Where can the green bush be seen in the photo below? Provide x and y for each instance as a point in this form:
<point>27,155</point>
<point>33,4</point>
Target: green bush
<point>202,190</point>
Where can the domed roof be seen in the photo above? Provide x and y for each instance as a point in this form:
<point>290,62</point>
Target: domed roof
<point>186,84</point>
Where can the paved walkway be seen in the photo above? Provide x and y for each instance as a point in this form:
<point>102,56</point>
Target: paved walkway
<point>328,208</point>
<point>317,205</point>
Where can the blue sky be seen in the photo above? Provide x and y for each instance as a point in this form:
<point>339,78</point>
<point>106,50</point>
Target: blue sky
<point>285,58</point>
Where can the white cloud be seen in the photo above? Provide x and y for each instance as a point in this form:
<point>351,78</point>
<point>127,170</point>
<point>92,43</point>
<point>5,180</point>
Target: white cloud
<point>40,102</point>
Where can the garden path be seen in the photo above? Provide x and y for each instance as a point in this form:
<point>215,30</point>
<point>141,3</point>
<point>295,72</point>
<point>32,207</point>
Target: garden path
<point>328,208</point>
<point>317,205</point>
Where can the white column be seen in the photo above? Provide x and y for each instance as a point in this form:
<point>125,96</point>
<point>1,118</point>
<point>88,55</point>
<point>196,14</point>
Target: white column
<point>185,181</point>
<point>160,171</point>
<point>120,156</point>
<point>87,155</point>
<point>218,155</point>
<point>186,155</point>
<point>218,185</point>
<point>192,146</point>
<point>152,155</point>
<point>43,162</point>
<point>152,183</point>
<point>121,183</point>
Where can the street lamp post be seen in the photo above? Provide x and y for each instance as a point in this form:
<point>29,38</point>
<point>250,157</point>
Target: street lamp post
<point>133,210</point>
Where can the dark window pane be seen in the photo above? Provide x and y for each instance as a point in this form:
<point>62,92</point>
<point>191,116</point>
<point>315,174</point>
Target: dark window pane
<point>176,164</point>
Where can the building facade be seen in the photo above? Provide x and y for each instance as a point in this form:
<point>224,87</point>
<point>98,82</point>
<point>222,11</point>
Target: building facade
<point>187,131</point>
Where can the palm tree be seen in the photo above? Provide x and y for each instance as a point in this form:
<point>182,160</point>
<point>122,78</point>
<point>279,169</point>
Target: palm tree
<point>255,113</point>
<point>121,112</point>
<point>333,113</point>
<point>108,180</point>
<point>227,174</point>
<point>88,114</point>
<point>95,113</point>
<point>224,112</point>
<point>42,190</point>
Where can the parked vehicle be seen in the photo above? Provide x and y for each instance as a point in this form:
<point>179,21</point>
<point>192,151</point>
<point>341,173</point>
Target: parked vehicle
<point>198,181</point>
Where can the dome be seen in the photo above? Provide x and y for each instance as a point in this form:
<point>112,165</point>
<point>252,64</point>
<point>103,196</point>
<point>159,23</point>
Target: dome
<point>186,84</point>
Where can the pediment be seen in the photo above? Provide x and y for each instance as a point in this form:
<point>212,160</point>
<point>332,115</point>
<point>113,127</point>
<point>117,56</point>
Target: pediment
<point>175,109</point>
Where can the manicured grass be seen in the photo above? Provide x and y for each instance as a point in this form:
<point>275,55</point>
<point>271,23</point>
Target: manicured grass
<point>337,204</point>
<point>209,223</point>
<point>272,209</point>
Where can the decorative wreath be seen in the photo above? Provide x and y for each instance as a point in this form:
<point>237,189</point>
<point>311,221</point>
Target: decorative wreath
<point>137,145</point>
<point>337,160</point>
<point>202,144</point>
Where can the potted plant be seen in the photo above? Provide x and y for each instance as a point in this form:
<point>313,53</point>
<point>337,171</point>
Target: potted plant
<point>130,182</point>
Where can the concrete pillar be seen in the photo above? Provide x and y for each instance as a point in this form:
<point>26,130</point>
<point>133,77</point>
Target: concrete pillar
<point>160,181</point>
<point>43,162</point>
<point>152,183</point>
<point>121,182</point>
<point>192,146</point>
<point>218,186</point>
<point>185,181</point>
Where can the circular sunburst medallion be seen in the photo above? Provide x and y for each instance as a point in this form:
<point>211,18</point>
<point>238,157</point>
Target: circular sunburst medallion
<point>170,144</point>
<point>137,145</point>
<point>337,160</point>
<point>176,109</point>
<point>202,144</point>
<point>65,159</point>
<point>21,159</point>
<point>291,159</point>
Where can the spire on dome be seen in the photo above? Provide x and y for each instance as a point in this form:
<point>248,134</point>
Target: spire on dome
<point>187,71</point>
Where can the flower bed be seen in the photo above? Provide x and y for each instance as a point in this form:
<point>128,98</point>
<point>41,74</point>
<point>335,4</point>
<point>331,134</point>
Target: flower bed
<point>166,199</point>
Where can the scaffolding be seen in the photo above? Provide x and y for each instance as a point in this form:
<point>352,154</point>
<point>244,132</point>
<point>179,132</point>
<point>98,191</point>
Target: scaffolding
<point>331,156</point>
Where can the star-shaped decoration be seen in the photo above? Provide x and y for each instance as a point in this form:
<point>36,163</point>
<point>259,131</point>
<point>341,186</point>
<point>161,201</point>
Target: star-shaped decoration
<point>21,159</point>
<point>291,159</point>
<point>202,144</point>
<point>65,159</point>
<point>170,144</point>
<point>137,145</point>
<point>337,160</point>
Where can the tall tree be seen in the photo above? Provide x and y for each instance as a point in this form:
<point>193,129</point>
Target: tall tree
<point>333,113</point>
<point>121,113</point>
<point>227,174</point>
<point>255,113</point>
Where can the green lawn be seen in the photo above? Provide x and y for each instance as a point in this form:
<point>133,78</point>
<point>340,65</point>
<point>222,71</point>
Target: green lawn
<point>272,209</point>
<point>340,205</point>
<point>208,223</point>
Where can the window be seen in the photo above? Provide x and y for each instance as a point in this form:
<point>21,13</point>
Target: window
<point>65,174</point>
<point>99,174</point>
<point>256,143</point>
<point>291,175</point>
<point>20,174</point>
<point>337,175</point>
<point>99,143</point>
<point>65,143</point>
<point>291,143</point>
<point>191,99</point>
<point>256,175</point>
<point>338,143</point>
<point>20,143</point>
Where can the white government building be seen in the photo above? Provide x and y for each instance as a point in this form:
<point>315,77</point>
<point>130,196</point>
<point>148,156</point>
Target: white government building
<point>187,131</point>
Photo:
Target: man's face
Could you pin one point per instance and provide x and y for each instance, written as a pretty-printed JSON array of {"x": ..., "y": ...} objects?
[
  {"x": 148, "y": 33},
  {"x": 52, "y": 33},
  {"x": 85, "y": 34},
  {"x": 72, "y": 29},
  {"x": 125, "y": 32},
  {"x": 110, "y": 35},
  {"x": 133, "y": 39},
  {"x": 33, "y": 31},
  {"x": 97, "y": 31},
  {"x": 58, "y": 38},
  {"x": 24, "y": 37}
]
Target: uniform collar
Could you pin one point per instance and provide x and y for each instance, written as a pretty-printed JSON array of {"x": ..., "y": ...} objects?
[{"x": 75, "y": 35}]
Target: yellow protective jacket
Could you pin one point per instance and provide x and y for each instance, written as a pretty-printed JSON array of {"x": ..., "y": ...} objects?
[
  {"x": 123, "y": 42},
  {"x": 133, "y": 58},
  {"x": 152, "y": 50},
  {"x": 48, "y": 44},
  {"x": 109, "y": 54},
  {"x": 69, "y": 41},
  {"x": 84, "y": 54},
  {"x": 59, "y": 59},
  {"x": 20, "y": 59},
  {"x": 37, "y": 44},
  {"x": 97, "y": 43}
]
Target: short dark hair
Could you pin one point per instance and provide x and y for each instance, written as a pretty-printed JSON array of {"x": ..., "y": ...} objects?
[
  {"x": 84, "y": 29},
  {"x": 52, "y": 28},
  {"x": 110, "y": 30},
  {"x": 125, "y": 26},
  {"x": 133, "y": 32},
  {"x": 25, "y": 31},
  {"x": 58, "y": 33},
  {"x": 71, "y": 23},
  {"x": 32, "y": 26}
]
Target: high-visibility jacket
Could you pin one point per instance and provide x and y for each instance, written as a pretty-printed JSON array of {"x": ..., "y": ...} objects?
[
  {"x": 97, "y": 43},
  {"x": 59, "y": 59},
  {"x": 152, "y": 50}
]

———

Starting at the line above that contains "<point>311,221</point>", write out each line exactly until the line that contains "<point>238,157</point>" has been written, and stop there.

## Finished exercise
<point>311,221</point>
Target: decorative wreath
<point>137,145</point>
<point>337,160</point>
<point>202,144</point>
Where can the potted plant be seen in the photo above? Provide x and y for each instance as a point in this form:
<point>313,53</point>
<point>337,171</point>
Target: potted plant
<point>130,182</point>
Where can the concrete pillar be seen in the photo above? Provide x and y for each instance as a point in this form:
<point>26,130</point>
<point>133,77</point>
Target: concrete pillar
<point>160,181</point>
<point>43,162</point>
<point>152,183</point>
<point>121,182</point>
<point>192,146</point>
<point>218,186</point>
<point>185,181</point>
Where can the circular sunburst medallion be seen in the photo above? Provide x and y for each instance as a point in this form:
<point>211,18</point>
<point>238,157</point>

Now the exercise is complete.